Problem requirements: Gather every line below that contains the string "bush". Case counts, so match it precisely.

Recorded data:
-------

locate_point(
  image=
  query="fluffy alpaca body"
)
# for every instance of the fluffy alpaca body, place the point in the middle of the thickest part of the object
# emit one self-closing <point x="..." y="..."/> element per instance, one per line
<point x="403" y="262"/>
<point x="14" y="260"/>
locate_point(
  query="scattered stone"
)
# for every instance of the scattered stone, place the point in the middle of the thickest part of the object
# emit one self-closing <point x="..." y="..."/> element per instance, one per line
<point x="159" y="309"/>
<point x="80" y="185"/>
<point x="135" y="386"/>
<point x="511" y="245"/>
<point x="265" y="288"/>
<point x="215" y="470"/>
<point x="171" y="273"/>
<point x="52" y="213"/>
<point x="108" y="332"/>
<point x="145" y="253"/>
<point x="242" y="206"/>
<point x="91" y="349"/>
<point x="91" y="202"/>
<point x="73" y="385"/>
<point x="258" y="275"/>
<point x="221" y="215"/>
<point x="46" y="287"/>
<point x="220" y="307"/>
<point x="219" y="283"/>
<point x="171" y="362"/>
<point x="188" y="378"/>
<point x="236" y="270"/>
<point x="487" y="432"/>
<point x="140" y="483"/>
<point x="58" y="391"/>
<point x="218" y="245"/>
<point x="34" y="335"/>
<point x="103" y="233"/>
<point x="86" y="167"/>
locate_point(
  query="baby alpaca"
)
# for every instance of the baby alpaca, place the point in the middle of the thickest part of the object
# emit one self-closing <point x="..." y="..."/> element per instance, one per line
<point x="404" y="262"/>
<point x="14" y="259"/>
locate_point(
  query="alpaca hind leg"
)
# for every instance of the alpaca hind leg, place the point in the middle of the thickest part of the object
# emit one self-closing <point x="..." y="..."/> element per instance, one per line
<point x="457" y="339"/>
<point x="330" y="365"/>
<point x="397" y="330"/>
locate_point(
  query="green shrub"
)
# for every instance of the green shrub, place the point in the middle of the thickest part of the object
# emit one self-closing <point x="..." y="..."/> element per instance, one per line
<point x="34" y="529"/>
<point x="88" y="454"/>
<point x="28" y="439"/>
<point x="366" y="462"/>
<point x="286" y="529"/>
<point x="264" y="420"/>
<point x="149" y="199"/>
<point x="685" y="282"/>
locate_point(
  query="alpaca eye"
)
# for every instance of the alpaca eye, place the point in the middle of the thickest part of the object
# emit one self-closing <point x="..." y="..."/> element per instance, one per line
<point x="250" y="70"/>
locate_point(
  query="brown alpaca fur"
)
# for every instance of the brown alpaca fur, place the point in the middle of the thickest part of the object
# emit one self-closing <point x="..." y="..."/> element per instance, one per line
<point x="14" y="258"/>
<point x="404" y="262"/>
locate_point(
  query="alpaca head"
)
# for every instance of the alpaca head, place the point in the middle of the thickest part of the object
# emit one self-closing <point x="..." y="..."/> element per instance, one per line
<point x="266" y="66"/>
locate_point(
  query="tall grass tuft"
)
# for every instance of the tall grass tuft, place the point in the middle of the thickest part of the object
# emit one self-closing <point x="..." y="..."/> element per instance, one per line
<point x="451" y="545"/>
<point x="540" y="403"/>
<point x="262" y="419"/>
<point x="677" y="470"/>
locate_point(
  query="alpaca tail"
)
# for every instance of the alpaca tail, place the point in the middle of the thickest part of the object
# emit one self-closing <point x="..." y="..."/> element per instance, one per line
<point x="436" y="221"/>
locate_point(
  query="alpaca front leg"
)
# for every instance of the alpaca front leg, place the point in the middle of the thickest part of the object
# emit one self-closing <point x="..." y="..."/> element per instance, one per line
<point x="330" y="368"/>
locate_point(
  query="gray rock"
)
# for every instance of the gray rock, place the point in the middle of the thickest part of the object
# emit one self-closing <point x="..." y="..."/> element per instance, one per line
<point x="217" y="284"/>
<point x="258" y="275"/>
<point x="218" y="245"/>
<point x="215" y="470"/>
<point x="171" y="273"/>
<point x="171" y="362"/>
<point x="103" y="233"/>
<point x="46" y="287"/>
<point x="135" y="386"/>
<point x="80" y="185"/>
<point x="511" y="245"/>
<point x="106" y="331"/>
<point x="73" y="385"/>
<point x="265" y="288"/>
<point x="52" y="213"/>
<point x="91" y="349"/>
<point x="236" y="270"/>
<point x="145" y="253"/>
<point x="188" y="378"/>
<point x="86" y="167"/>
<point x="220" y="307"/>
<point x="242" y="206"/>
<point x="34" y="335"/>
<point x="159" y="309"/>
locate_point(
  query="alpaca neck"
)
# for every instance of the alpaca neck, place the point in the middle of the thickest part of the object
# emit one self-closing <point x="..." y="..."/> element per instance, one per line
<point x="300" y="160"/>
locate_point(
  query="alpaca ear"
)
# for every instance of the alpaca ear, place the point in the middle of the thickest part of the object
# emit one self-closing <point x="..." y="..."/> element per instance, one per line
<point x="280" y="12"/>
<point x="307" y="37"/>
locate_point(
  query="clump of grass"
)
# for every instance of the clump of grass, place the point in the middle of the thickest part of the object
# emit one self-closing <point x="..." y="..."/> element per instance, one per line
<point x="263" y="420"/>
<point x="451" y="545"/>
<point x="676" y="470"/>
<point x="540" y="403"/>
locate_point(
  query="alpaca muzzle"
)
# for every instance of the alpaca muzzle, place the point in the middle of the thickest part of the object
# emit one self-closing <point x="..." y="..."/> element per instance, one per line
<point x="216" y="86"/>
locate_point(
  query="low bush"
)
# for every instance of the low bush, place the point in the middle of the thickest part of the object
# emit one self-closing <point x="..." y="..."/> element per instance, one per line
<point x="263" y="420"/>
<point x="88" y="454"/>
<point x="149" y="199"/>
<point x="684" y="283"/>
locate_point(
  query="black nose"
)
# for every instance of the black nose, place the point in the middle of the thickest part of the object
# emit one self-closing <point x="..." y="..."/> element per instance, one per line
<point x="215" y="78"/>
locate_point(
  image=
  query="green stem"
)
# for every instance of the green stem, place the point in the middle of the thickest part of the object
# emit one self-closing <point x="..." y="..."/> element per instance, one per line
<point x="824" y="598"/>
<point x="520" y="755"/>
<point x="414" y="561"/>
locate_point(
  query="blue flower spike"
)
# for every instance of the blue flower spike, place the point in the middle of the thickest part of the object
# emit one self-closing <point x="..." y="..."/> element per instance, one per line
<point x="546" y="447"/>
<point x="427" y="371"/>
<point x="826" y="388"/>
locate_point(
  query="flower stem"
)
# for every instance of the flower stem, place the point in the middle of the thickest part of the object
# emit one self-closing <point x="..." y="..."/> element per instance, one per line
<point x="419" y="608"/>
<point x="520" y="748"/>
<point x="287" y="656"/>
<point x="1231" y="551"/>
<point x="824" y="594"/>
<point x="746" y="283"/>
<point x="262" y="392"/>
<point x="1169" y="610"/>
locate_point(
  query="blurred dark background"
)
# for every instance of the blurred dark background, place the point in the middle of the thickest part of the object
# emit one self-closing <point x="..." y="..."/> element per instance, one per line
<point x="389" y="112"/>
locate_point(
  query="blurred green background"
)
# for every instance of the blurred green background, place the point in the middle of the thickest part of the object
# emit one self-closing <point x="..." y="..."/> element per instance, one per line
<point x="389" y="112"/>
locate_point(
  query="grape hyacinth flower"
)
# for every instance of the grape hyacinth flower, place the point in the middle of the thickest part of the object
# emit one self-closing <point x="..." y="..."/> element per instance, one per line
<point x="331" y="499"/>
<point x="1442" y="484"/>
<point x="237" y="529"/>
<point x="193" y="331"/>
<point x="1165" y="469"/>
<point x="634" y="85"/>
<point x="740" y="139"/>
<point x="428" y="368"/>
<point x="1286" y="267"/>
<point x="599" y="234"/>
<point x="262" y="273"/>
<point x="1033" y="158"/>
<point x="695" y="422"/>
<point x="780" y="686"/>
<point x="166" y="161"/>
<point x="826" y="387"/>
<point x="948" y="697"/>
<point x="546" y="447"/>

-------

Finished answer:
  query="low bush"
# for every instance of the low bush, place the point in the middle of the thickest part of the object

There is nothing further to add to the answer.